### WHAT YOU ARE ASKED TO DO
List every feature of The Spam Museum that the road trip text names.

* start TEXT SECTION *

Milwaukee to Chicago

The road trip is reaching it's end, but there's still more to squeeze in. We are going to a cabin in the woods to recharge batteries again, where we meet up with Bron's mum. We stop off at 'The Spam Museum' which does what exactly what it says on the tin. An entire building devoted to the everlasting spiced ham wonder-meat. The is a short film of the history of Spam, a giant wall of spam, a spam exam on what you have learned, they have a girl band called the spammette's and the set of the Monty Python sketch is recreated. It's bizarre but interesting and I find myself totally absorbed by the history of the tins opening mechanism.

Onwards to the cabin in Black River Falls. The insects here are massive but they don't deter us from swimming in the lake, despite the green algae,then later eating meat on the big fire pit BBQ. The pace of seeing stuff slows down and two days in the middle of nowhere slip by almost unnoticed.

Friday/Saturday. We head down to Milwaukee meet up with Darryl, Rachel and Michelle and pay another visit to the Cheesecake Factory. The comedysportz tournament begins in Chicago in a few days. We staying at Dick Chudnow's house. Dick is great fun and the perfect host. A bottle of engine oil in his bathroom and I guess it's there for guests to notice and question, a test of character thingy to bring up in conversation. I do. It is. CSZ Milwaukee have four shows on a Friday including a matinee. It's a long day and by Midnight, their final show, my brain is already fried.

* end TEXT SECTION *
* start EXCERPTED RECORDS *

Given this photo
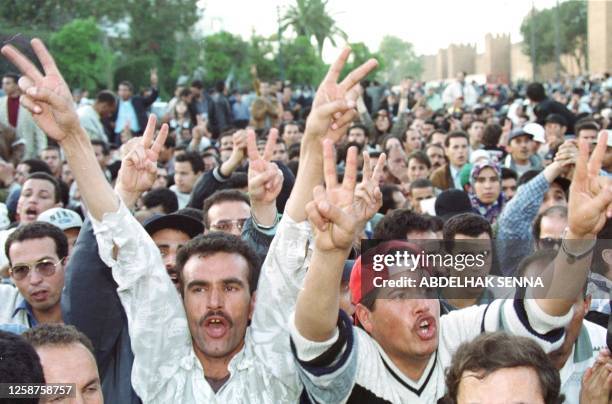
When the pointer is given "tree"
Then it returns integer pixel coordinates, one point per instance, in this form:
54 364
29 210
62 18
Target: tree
572 33
310 18
81 55
399 59
303 65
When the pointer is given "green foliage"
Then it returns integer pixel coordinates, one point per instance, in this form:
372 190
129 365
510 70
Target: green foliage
398 59
572 32
310 18
81 55
302 64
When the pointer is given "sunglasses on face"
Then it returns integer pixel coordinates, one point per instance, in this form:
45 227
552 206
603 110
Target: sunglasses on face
45 267
549 243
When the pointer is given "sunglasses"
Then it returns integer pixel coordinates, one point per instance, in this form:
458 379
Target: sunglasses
549 243
45 267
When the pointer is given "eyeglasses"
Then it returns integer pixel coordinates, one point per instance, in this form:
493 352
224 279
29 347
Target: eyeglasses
549 243
45 267
228 225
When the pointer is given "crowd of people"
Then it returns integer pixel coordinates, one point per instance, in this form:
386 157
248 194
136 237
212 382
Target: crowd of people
214 253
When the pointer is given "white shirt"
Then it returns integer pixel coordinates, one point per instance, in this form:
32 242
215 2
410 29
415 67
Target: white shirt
165 368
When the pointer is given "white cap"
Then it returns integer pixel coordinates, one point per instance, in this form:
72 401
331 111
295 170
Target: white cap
478 154
63 218
536 130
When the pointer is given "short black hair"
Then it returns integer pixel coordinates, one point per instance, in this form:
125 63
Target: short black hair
535 92
491 135
537 223
212 243
57 191
419 156
161 196
38 230
226 195
20 363
397 224
490 352
454 135
585 124
127 84
508 173
56 334
106 97
37 165
469 224
193 158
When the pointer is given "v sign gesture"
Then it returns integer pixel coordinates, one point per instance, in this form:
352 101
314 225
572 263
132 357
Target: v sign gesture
46 96
139 166
265 179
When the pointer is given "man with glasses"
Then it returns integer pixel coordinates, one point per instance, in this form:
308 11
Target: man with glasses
36 254
226 211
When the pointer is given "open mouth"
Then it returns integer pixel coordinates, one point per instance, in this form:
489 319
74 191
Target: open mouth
216 327
426 328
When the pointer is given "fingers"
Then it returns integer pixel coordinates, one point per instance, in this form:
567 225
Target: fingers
29 104
149 132
329 164
344 119
41 94
580 172
597 157
270 144
358 74
22 63
45 58
379 168
367 167
334 70
327 110
350 173
161 139
252 145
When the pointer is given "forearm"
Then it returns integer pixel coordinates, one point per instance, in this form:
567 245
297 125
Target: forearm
264 213
95 190
316 313
568 276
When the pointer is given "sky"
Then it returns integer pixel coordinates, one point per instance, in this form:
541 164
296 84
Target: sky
428 24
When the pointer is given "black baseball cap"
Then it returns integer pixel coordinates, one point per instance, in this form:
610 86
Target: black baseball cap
187 224
452 202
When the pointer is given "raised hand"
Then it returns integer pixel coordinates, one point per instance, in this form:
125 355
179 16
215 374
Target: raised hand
368 198
139 166
333 107
590 197
265 178
46 96
332 213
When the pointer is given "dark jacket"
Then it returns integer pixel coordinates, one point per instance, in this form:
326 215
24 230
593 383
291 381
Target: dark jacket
90 303
212 181
141 105
442 179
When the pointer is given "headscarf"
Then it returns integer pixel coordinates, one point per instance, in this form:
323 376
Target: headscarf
491 211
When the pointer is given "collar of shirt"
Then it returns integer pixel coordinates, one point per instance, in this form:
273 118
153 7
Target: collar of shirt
24 305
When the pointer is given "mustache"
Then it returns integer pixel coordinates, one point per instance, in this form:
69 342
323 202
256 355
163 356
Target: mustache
214 313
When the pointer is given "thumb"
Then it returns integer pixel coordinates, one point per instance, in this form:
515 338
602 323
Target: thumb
47 96
336 215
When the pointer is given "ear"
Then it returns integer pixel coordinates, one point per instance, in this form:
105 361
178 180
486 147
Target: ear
365 317
252 305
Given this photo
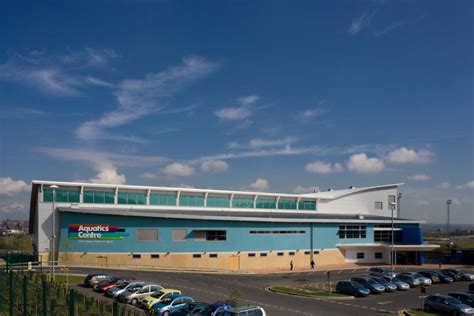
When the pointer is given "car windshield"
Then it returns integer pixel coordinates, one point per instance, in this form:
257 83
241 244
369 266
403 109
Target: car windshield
157 294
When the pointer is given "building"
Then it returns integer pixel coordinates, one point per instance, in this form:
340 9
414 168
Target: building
232 230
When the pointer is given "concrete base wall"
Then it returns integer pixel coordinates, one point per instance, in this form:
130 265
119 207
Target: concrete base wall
224 261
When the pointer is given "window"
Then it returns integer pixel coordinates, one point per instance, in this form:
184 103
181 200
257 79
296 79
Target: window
147 234
218 201
287 204
191 200
352 231
277 232
163 199
99 197
307 205
264 202
62 195
242 202
179 234
131 198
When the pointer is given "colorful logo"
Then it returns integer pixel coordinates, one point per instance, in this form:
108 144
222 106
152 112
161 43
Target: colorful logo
96 231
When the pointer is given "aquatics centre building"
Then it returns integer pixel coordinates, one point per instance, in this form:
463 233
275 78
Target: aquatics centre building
110 225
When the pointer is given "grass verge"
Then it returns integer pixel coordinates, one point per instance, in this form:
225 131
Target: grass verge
308 293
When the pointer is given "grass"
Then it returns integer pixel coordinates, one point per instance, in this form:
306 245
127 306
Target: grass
302 292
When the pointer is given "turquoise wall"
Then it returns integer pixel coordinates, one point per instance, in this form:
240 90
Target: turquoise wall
238 237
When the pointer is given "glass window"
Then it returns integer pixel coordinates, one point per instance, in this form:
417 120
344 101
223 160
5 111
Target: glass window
287 204
147 234
179 234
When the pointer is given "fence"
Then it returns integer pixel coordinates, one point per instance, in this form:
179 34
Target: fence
31 294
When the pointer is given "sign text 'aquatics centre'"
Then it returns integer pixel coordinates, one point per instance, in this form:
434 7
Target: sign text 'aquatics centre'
96 231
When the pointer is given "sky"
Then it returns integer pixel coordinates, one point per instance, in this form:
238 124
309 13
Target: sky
278 96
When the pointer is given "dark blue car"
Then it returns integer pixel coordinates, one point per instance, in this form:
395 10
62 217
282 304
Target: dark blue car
351 288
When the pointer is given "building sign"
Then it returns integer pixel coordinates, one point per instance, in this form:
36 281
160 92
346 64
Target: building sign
96 231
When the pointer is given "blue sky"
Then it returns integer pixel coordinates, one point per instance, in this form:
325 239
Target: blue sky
270 95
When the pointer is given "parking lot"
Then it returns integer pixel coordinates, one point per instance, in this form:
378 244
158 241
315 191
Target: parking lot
212 287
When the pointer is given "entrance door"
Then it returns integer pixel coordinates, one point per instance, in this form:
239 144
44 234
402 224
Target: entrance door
101 261
234 263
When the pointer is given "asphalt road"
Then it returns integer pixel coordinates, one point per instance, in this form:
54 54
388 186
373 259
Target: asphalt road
212 287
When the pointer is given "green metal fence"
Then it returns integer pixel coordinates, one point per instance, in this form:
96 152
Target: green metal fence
31 294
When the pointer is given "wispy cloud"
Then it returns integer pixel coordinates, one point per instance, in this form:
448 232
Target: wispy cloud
63 74
140 97
361 22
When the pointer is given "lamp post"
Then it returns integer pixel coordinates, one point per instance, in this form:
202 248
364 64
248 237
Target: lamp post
53 233
392 207
448 223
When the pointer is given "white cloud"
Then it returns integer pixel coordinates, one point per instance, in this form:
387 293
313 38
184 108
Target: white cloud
260 143
310 114
361 22
56 74
241 112
177 169
214 166
467 185
363 164
323 167
419 177
10 187
443 185
301 189
108 175
140 97
422 203
404 155
258 185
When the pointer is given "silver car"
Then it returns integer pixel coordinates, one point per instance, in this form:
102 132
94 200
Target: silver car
135 296
423 280
401 286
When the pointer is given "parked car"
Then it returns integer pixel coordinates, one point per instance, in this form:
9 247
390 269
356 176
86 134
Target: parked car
401 286
134 296
464 276
104 287
148 301
423 280
389 286
352 288
411 280
370 284
116 291
465 298
172 303
92 279
376 271
243 311
444 303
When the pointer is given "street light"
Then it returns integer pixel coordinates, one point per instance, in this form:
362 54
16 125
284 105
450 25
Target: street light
53 232
448 224
392 207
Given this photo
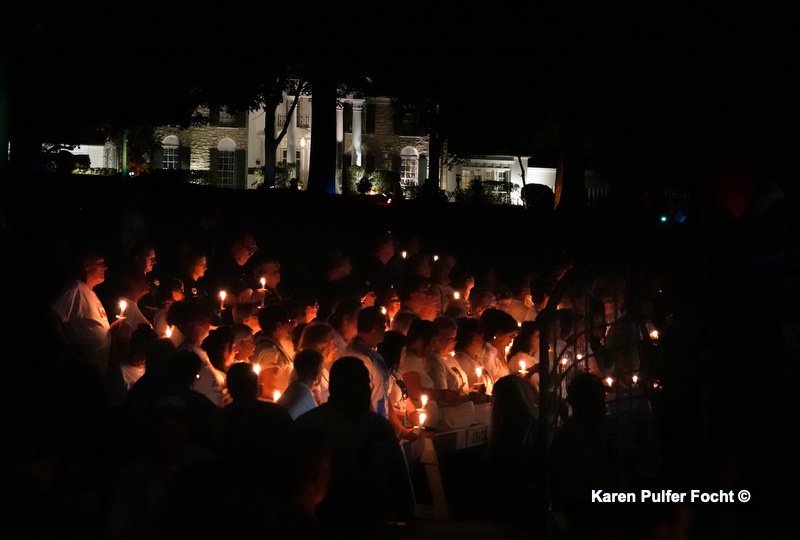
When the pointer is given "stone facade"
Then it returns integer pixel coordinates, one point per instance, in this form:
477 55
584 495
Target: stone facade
384 145
201 139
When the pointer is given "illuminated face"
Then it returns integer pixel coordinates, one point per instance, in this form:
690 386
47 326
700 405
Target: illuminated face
200 266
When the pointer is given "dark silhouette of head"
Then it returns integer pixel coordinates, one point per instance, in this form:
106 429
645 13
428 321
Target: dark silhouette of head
350 389
586 394
242 382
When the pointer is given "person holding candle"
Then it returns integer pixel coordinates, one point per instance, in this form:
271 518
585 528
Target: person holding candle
371 329
194 323
80 319
499 330
321 337
369 483
299 397
525 348
469 343
274 350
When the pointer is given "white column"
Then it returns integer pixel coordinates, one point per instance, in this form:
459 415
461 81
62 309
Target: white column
358 105
339 146
291 140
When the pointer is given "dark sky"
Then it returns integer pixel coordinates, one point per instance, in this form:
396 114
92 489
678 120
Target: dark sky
648 83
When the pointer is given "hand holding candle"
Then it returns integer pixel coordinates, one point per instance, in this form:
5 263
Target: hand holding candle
222 296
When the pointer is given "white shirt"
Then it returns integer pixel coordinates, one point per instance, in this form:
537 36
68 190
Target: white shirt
210 381
85 322
298 399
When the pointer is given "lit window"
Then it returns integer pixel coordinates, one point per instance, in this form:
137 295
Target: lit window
171 157
409 166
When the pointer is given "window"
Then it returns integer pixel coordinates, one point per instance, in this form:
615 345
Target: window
225 117
409 166
226 165
171 157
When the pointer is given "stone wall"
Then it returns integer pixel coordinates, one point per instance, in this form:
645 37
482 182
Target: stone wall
201 139
384 145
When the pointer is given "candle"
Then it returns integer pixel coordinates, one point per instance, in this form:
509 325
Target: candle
222 295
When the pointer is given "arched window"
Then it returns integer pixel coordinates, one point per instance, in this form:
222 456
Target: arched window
171 157
409 165
226 166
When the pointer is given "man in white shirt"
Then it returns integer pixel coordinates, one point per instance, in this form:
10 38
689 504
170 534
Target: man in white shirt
83 321
371 329
299 396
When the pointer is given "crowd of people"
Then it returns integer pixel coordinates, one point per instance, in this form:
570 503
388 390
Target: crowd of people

* end EXCERPTED RECORDS *

### CORRECT RESULT
- a short film of the history of Spam
- a giant wall of spam
- a spam exam on what you have learned
- a girl band called the spammette's
- the recreated set of the Monty Python sketch